## Power Series

1. Definitions. Let ${x}$ be a variable. a series of the form
(1)$\displaystyle \sum^{\infty}_{n=0}a_{n}x^{n}=a_{0}+a_{1}x+a_{2}x^{2}+\dots+a_{n}x^{n}+\dots$
is called a “Power Series about ${x=0}$.

A series of the form
(2)$\displaystyle \sum^{\infty}_{n=0}b_{n}(x-a)^{n}=b_{0}+b_{1}(x-a)+b_{2}(x-a)^{2}+\dots+b_{n}(x-a)^{n}+\dots$
is called a “Power Series about ${x=a}$.

Example 1. Consider the series
(3)$\displaystyle f(x)=\sum^{\infty}_{n=0}\frac{n+1}{2^{n}}x^{n}.$
For what values of ${x}$ does this series converge? When will the series diverge?

**DATASET ROWS**
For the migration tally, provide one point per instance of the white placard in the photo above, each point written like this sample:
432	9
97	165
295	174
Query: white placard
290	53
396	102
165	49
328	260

**TASKS TO COMPLETE**
a: Decide whether each statement agrees with the power series page: (i) Example 1 asks when its series will diverge; (ii) the page's header is "Series Expansions"; (iii) the definitions section is numbered 1. Answer each with yes or no and quote the deciding words.
b: Carry the power series page forward from its last sentence.

**ANSWERS BY TASK**
a:
(i) Yes: "When will the series diverge?"
(ii) No: "Power Series"
(iii) Yes: "1. Definitions."

b:
Solution. Using the absolute ratio test, we see
(4)\displaystyle \begin{aligned} \lim_{n\rightarrow\infty}\left|\frac{\displaystyle\frac{n+2}{2^{n+1}}x^{n+1}}{\displaystyle\frac{n+1}{2^{n}}x^{n}}\right| &=\lim_{n\rightarrow\infty}\frac{n+2}{n+1}\cdot\frac{2^{n}}{2^{n+1}}\cdot|x|\\ &=(1)\cdot\left(\frac{1}{2}\right)\cdot|x|\\ &=\frac{1}{2}|x| \end{aligned}
For convergence, we need
(5)$\displaystyle \frac{1}{2}|x|<1\quad\Longrightarrow\quad|x|<2.$
So divergence would be when
(6)$\displaystyle |x|>2.$
We need to check the ${|x|=2}$ case. Observe, for ${x=2}$, we have
(7)$\displaystyle f(2)=\sum^{\infty}_{n=0}\frac{n+1}{2^{n}}2^{n}=\sum^{\infty}_{n=0}n+1$
which diverges. And at ${x=-2}$ we have
(8)$\displaystyle f(-2)=\sum^{\infty}_{n=0}\frac{n+1}{2^{n}}(-2)^{n}=\sum^{\infty}_{n=0}(-1)^{n}(n+1)$
which still diverges!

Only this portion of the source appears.